__WHAT THE TASK REQUIRES__: Please rewrite all of the rows below, changing "kindly indicate" to "please mark" each time it occurs and keeping everything else the same. Leave the pictures out of your version.

__DATA IN THIS EXERCISE__:
※ ※ ※

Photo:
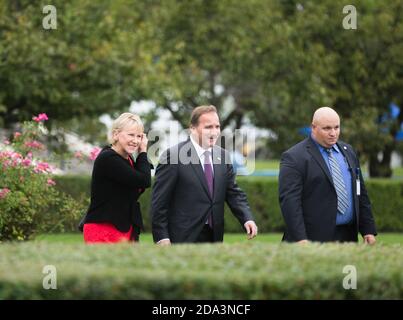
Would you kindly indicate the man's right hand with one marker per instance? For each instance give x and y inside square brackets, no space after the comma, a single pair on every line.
[165,242]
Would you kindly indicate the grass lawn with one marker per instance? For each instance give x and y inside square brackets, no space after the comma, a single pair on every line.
[383,238]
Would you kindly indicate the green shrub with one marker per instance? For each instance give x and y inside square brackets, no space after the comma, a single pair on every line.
[221,271]
[386,197]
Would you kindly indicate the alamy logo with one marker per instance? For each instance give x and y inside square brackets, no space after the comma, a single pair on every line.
[350,280]
[50,278]
[50,20]
[350,20]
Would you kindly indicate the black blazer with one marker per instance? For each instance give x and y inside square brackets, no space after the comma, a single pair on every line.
[308,198]
[181,201]
[115,189]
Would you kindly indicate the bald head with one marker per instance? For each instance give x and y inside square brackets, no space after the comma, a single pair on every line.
[326,126]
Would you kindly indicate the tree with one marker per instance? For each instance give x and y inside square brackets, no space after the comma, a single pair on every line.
[84,68]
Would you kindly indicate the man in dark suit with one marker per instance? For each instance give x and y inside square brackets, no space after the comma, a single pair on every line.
[321,190]
[192,181]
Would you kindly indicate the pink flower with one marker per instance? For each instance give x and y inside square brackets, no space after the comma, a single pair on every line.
[26,162]
[94,153]
[40,117]
[42,167]
[4,192]
[51,182]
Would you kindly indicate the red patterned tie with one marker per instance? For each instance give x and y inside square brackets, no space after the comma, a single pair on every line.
[208,173]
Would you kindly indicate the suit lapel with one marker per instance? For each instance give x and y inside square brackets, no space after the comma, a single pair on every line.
[314,151]
[196,166]
[218,168]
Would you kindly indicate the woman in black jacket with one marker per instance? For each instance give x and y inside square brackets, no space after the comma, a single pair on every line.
[117,182]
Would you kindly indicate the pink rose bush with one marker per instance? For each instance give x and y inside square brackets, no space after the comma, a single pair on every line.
[29,201]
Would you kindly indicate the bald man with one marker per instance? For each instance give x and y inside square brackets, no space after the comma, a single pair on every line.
[321,190]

※ ※ ※

__EXPECTED ANSWER__:
Photo:
Would you please mark the man's right hand with one marker per instance? For each instance give x and y inside square brackets, no space after the comma, a single pair on every line.
[165,242]
Would you please mark the grass lawn with one marker per instance? For each instance give x and y inside square brackets, no space after the comma, a single pair on every line.
[383,238]
Would you please mark the green shrub with one marker per instance? For each instance give x and y inside square brackets, no space after the comma, a single pair on every line.
[221,271]
[386,197]
Would you please mark the alamy logo with one marker per instance? For each instance give x and y inside square brackets, no space after the comma, a single pair on every line.
[350,280]
[50,278]
[50,20]
[350,20]
Would you please mark the black blazer with one marker per instance? For each instance give x and y inside square brackets, no space after the comma, a single pair on every line.
[308,198]
[181,201]
[115,189]
Would you please mark the bald head with one marker per instance? For each instance give x and y inside square brackets, no space after the comma, a single pair on every line.
[326,126]
Would you please mark the tree with one marker per instance? For each instance give x and y inside square brackets, no space after the comma, a single pair on every line.
[84,68]
Would you please mark the man in dark suit with one marker per instance? For each instance give x and y inside square brackets, no space after the comma, a single pair on every line.
[321,190]
[192,181]
Would you please mark the pink flower with one marker per instance? For each instance give x and y inside square brackets, no space after the comma, a single pair on every line.
[26,162]
[94,153]
[40,117]
[42,167]
[4,192]
[51,182]
Would you please mark the red patterned tie with one marker per instance? For each instance give x and y inside square brackets, no space after the comma, a single pair on every line.
[208,173]
Would you please mark the suit lapel with one marker per instance? For each instance give x and y inside square brackets, no space after the comma, a single pair on every line.
[314,151]
[196,166]
[218,168]
Would you please mark the woman in black jacket with one marker per instance? For each instance give x and y inside square brackets, no space after the comma, a single pair on every line.
[117,182]
Would you please mark the pink rose bush with one marker per instance? For each instance give x and y inside square brackets, no space after the comma, a single pair on every line.
[29,201]
Would you please mark the bald man with one marker per instance? For each instance give x and y inside square brackets, no space after the comma, a single pair on every line.
[321,190]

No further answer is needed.